--- YOUR TASK ---
Word for word, restate the entries that follow.
━━━━━━━━━━━━━━━━━━━━━━━━━━━━━━
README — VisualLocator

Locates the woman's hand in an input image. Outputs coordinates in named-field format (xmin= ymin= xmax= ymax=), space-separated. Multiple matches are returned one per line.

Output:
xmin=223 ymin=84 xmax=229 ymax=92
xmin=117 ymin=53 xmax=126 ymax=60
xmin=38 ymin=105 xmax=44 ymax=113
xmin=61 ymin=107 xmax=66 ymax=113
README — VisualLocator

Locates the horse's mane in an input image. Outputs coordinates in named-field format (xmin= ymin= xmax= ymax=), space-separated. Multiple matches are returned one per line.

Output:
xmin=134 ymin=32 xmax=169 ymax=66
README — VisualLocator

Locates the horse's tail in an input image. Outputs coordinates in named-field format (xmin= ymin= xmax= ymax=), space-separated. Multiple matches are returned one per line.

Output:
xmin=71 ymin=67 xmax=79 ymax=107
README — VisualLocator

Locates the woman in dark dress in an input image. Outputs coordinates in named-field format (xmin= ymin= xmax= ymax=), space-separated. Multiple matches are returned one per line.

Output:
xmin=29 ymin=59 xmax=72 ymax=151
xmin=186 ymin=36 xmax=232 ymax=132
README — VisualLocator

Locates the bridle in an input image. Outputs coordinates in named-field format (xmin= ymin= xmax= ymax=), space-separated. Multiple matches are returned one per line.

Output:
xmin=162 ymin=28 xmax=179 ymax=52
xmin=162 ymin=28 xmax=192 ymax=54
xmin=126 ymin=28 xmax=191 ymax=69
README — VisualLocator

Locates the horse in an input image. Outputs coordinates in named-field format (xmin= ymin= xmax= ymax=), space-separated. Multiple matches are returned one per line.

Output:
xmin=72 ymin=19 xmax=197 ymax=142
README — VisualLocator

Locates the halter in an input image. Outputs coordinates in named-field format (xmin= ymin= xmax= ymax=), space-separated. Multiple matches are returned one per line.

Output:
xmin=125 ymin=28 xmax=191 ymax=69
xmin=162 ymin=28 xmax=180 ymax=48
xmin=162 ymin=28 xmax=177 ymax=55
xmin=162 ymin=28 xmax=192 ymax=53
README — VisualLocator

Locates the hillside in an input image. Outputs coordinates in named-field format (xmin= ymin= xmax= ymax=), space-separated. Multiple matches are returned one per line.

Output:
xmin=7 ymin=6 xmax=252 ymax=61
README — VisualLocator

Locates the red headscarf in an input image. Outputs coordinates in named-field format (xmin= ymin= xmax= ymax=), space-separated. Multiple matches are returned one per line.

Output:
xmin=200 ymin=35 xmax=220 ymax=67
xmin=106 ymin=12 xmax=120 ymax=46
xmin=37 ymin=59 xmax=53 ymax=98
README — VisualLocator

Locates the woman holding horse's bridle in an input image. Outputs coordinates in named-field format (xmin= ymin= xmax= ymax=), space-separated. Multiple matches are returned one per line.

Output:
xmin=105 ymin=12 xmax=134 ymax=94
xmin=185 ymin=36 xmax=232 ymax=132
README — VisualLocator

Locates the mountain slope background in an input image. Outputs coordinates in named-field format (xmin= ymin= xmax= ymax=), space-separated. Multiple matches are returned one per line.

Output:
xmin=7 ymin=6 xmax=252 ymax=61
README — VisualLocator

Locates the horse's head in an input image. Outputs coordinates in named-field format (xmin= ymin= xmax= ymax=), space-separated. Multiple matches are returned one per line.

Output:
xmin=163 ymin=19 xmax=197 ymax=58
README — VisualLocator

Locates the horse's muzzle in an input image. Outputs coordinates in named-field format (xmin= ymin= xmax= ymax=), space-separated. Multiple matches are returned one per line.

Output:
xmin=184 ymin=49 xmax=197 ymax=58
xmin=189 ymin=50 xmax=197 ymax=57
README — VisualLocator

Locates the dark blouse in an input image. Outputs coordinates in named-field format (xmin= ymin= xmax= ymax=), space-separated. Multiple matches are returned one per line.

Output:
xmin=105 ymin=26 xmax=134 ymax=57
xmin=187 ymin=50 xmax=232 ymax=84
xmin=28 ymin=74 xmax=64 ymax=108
━━━━━━━━━━━━━━━━━━━━━━━━━━━━━━
--- ANSWER TO THIS TASK ---
README — VisualLocator

Locates the woman's hand in an input image. Outputs coordinates in named-field format (xmin= ymin= xmax= ymax=), space-separated. Multiple matches are returned one per line.

Output:
xmin=223 ymin=84 xmax=229 ymax=92
xmin=117 ymin=53 xmax=126 ymax=60
xmin=38 ymin=105 xmax=44 ymax=113
xmin=61 ymin=107 xmax=66 ymax=113
README — VisualLocator

Locates the horse's mane in an input image. Outputs coordinates in named-field format (xmin= ymin= xmax= ymax=), space-separated. Multiple matches are returned one per line.

Output:
xmin=134 ymin=32 xmax=169 ymax=66
README — VisualLocator

Locates the horse's tail in an input image. Outputs coordinates in named-field format (xmin= ymin= xmax= ymax=), space-separated. Multiple matches are returned one per line.

Output:
xmin=71 ymin=67 xmax=79 ymax=107
README — VisualLocator

Locates the woman in dark dress in an input image. Outputs coordinates in named-field format (xmin= ymin= xmax= ymax=), space-separated. Multiple matches are returned one per line.

Output:
xmin=29 ymin=59 xmax=72 ymax=151
xmin=186 ymin=36 xmax=232 ymax=132
README — VisualLocator

Locates the bridle in an input image. Outputs coordinates in named-field format (xmin= ymin= xmax= ymax=), space-separated. Multiple matches are returned one per line.

Output:
xmin=162 ymin=28 xmax=179 ymax=52
xmin=162 ymin=28 xmax=192 ymax=54
xmin=126 ymin=28 xmax=191 ymax=69
README — VisualLocator

Locates the horse in an input image. Outputs coordinates in named-field format (xmin= ymin= xmax= ymax=), space-separated. Multiple matches are returned one per line.

Output:
xmin=72 ymin=19 xmax=197 ymax=142
README — VisualLocator

Locates the halter in an input image. Outputs coordinates in named-field format (xmin= ymin= xmax= ymax=), space-separated. Multiple matches are returned one per line.

Output:
xmin=125 ymin=28 xmax=191 ymax=69
xmin=162 ymin=28 xmax=180 ymax=48
xmin=162 ymin=28 xmax=177 ymax=55
xmin=162 ymin=28 xmax=192 ymax=53
README — VisualLocator

Locates the hillside in an input image. Outputs coordinates in named-field format (xmin= ymin= xmax= ymax=), space-separated. Multiple matches are returned one per line.

Output:
xmin=7 ymin=6 xmax=252 ymax=61
README — VisualLocator

Locates the red headscarf in an input image. Outputs coordinates in named-field format (xmin= ymin= xmax= ymax=), space-separated. Multiple matches are returned one per line.

Output:
xmin=200 ymin=35 xmax=220 ymax=67
xmin=106 ymin=12 xmax=120 ymax=46
xmin=37 ymin=59 xmax=53 ymax=98
README — VisualLocator

Locates the woman holding horse's bridle in an input image. Outputs coordinates in named-field format (xmin= ymin= xmax= ymax=), space-separated. Multiple matches are returned one per line.

Output:
xmin=105 ymin=12 xmax=134 ymax=94
xmin=185 ymin=36 xmax=232 ymax=132
README — VisualLocator

Locates the mountain slope background in an input image. Outputs coordinates in named-field format (xmin= ymin= xmax= ymax=), space-separated. Multiple matches are returned one per line.

Output:
xmin=7 ymin=6 xmax=252 ymax=61
README — VisualLocator

Locates the horse's head in an input image. Outputs coordinates in named-field format (xmin= ymin= xmax= ymax=), space-separated. Multiple matches are returned one per line.

Output:
xmin=163 ymin=19 xmax=197 ymax=58
README — VisualLocator

Locates the horse's muzzle in an input image. Outputs coordinates in named-field format (xmin= ymin= xmax= ymax=), space-separated. Multiple matches are returned one per line.

Output:
xmin=184 ymin=49 xmax=197 ymax=58
xmin=189 ymin=50 xmax=197 ymax=57
README — VisualLocator

Locates the dark blouse in an input image. Outputs coordinates in named-field format (xmin= ymin= xmax= ymax=), space-separated. Multiple matches are returned one per line.

Output:
xmin=105 ymin=26 xmax=134 ymax=57
xmin=187 ymin=50 xmax=232 ymax=84
xmin=28 ymin=74 xmax=64 ymax=108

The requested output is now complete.